→ **WHAT THIS TASK INVOLVES**
Retype the full set of records. Keep every character identical.
------
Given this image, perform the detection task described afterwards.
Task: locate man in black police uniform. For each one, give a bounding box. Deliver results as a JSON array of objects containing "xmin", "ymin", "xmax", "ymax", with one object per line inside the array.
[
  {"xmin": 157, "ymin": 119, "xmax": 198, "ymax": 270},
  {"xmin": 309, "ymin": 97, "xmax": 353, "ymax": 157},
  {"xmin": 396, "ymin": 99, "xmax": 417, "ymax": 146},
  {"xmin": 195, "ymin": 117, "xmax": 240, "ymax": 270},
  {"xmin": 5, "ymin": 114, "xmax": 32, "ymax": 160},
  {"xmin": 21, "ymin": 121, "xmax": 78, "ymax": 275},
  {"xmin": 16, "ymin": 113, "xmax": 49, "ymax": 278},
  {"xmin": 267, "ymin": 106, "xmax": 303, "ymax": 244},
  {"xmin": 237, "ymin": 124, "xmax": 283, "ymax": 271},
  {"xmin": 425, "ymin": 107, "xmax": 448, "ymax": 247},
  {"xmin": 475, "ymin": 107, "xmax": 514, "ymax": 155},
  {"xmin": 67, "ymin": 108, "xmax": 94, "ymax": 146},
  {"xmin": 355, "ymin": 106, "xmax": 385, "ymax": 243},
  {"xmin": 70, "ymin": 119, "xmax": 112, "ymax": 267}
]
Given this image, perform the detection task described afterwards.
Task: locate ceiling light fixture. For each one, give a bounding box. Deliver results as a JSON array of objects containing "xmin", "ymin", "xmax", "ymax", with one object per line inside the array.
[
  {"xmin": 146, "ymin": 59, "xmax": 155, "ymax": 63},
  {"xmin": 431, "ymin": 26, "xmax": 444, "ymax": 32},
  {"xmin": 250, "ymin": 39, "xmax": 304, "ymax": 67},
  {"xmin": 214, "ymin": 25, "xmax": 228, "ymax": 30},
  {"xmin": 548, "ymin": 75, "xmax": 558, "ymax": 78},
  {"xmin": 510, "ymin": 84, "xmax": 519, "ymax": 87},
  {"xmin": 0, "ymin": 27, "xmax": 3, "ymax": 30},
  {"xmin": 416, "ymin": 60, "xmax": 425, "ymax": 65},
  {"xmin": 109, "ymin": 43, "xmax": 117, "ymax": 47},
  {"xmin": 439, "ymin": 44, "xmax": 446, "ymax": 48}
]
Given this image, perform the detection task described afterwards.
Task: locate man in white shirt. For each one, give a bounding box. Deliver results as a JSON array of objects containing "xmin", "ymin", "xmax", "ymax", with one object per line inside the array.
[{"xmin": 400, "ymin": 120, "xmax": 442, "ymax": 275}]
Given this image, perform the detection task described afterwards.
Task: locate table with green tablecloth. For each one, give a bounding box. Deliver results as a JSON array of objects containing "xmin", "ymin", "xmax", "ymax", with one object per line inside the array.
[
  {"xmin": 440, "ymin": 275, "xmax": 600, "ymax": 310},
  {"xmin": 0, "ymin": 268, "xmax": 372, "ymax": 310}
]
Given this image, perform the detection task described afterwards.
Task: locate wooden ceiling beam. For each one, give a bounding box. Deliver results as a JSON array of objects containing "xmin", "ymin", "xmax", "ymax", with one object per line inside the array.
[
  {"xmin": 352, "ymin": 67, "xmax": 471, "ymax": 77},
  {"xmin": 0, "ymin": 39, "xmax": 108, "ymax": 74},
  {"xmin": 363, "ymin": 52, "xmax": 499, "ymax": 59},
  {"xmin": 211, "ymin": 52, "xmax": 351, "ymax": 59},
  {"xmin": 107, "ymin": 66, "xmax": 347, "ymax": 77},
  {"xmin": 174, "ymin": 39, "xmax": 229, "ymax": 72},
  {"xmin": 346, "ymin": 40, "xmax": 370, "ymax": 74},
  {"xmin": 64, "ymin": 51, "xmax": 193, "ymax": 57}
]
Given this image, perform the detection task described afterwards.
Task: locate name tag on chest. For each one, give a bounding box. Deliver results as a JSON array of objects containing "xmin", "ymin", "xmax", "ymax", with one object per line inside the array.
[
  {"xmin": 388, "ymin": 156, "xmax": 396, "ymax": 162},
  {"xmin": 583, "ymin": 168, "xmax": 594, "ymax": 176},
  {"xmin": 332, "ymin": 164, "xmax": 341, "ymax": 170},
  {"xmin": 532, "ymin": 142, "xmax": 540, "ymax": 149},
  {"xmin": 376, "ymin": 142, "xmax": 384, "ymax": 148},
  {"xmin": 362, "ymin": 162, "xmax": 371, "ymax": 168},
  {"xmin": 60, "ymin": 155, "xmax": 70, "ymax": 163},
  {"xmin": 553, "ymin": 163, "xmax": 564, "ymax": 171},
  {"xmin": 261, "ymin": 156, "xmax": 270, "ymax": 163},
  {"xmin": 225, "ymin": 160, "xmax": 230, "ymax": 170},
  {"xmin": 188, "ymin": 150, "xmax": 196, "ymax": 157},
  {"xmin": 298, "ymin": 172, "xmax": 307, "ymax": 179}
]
------
→ **EXERCISE ANSWER**
Given this image, perform the detection task described afterwards.
Task: locate man in black police uniform. For each one, give a bounding box. Deliver results as a JSON array of objects containing "xmin", "ymin", "xmax", "ymax", with one object per line inside the array.
[
  {"xmin": 157, "ymin": 119, "xmax": 198, "ymax": 270},
  {"xmin": 309, "ymin": 97, "xmax": 353, "ymax": 157},
  {"xmin": 396, "ymin": 99, "xmax": 417, "ymax": 146},
  {"xmin": 195, "ymin": 117, "xmax": 240, "ymax": 270},
  {"xmin": 5, "ymin": 114, "xmax": 32, "ymax": 160},
  {"xmin": 21, "ymin": 121, "xmax": 78, "ymax": 275},
  {"xmin": 16, "ymin": 113, "xmax": 49, "ymax": 278},
  {"xmin": 267, "ymin": 106, "xmax": 303, "ymax": 244},
  {"xmin": 237, "ymin": 124, "xmax": 283, "ymax": 271},
  {"xmin": 425, "ymin": 107, "xmax": 448, "ymax": 247},
  {"xmin": 475, "ymin": 107, "xmax": 514, "ymax": 155},
  {"xmin": 67, "ymin": 108, "xmax": 94, "ymax": 146},
  {"xmin": 355, "ymin": 106, "xmax": 385, "ymax": 243},
  {"xmin": 70, "ymin": 119, "xmax": 112, "ymax": 267}
]
Given this image, perform the detection task described afterwards.
Task: locate ceiling light fixture. For each one, give a bounding box. Deliver results as a JSON array of objects containing "xmin", "ymin", "xmax", "ymax", with one object per line inside the array.
[
  {"xmin": 146, "ymin": 59, "xmax": 155, "ymax": 63},
  {"xmin": 431, "ymin": 26, "xmax": 444, "ymax": 32},
  {"xmin": 250, "ymin": 39, "xmax": 304, "ymax": 67},
  {"xmin": 214, "ymin": 25, "xmax": 228, "ymax": 30},
  {"xmin": 548, "ymin": 75, "xmax": 558, "ymax": 78},
  {"xmin": 510, "ymin": 84, "xmax": 519, "ymax": 87},
  {"xmin": 0, "ymin": 27, "xmax": 3, "ymax": 30},
  {"xmin": 416, "ymin": 60, "xmax": 425, "ymax": 65},
  {"xmin": 109, "ymin": 43, "xmax": 117, "ymax": 47},
  {"xmin": 439, "ymin": 44, "xmax": 446, "ymax": 48}
]
Given this image, perform the detection task described afterwards.
Task: locate man in white shirt. For each one, give a bounding box. Deliver results as a JSON array of objects containing "xmin", "ymin", "xmax", "ymax", with one object per line inside the array.
[{"xmin": 400, "ymin": 120, "xmax": 442, "ymax": 275}]
Given this image, perform the detection task described afterwards.
Task: locate table with green tablecloth. For each one, give a bounding box. Deliver results as a JSON array of objects containing "xmin", "ymin", "xmax", "ymax", with one object per line inside the array.
[
  {"xmin": 440, "ymin": 275, "xmax": 600, "ymax": 310},
  {"xmin": 0, "ymin": 268, "xmax": 372, "ymax": 310}
]
Given this image, perform the detection task described afterwards.
Task: locate wooden ceiling beam. For each one, give a bounding box. Deliver results as a JSON array of objects containing "xmin", "ymin", "xmax", "ymax", with one object per line inside the array.
[
  {"xmin": 352, "ymin": 67, "xmax": 471, "ymax": 77},
  {"xmin": 0, "ymin": 39, "xmax": 108, "ymax": 74},
  {"xmin": 363, "ymin": 52, "xmax": 499, "ymax": 59},
  {"xmin": 211, "ymin": 52, "xmax": 351, "ymax": 59},
  {"xmin": 107, "ymin": 66, "xmax": 347, "ymax": 77},
  {"xmin": 174, "ymin": 39, "xmax": 229, "ymax": 72},
  {"xmin": 346, "ymin": 40, "xmax": 370, "ymax": 74},
  {"xmin": 64, "ymin": 51, "xmax": 193, "ymax": 57}
]
Given this image, perform the detection task described afterwards.
Task: locate name tag on chest. For each one, give a bounding box. Deliver results as a JSON array of objects containing "xmin", "ymin", "xmax", "ymax", with one object per line inside the array.
[
  {"xmin": 388, "ymin": 156, "xmax": 396, "ymax": 162},
  {"xmin": 583, "ymin": 168, "xmax": 594, "ymax": 176},
  {"xmin": 332, "ymin": 164, "xmax": 341, "ymax": 170},
  {"xmin": 532, "ymin": 142, "xmax": 540, "ymax": 149},
  {"xmin": 376, "ymin": 142, "xmax": 384, "ymax": 148},
  {"xmin": 362, "ymin": 162, "xmax": 371, "ymax": 168},
  {"xmin": 60, "ymin": 155, "xmax": 70, "ymax": 163},
  {"xmin": 553, "ymin": 163, "xmax": 564, "ymax": 171},
  {"xmin": 261, "ymin": 156, "xmax": 270, "ymax": 163},
  {"xmin": 225, "ymin": 160, "xmax": 230, "ymax": 170},
  {"xmin": 188, "ymin": 150, "xmax": 196, "ymax": 157},
  {"xmin": 298, "ymin": 172, "xmax": 307, "ymax": 179}
]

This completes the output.